Aim:
Gather every line in the rows below that contains the string "rock", and copy each such line in full.

(Location identification entries)
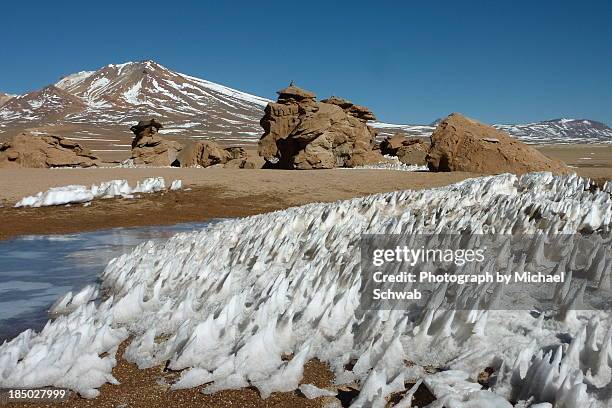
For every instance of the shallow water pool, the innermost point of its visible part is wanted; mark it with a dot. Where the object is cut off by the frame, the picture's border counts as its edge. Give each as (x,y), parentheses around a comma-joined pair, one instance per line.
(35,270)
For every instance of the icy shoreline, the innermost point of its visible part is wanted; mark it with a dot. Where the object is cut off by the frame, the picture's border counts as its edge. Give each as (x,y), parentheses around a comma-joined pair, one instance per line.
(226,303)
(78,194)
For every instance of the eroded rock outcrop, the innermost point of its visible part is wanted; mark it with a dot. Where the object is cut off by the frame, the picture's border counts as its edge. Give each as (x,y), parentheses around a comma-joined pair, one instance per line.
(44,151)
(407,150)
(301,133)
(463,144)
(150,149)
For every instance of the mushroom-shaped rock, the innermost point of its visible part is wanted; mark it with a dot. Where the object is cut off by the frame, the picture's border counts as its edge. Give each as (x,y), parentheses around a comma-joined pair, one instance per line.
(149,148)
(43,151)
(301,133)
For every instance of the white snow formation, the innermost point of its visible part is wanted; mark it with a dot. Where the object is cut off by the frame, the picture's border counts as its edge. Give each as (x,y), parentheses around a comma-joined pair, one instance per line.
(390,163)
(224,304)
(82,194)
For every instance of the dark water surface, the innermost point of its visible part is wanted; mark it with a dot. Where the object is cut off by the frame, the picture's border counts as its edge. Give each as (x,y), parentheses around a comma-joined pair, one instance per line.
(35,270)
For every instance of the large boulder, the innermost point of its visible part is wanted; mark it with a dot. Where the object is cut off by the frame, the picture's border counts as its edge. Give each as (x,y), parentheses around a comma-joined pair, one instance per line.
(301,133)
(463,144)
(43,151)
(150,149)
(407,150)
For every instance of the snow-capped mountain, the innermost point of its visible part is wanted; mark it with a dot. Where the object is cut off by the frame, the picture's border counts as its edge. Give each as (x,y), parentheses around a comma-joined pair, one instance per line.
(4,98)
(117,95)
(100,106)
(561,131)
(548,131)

--

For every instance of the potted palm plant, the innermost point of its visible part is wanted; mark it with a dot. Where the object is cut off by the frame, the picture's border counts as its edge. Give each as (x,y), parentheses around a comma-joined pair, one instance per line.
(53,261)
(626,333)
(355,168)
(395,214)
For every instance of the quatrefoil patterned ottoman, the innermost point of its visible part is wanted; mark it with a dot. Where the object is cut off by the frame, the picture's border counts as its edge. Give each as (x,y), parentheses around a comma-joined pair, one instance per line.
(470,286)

Expected output:
For every instance of the eroded rock outcrop, the innermost point of its visible part is wanted; mark it with a dot. Where the object is cut off by the frame, the picture's border counts as its edge. Give each as (x,y), parentheses around a comma-joined pair, one instance per line.
For every instance of the mushroom-shaped rock, the innermost point of its visible part is wanted; mark it with a dot. Where the object is cut off by the frame, the picture's border counts as its edge. Give each as (x,y), parentheses around a comma-joined pair, one instance per line.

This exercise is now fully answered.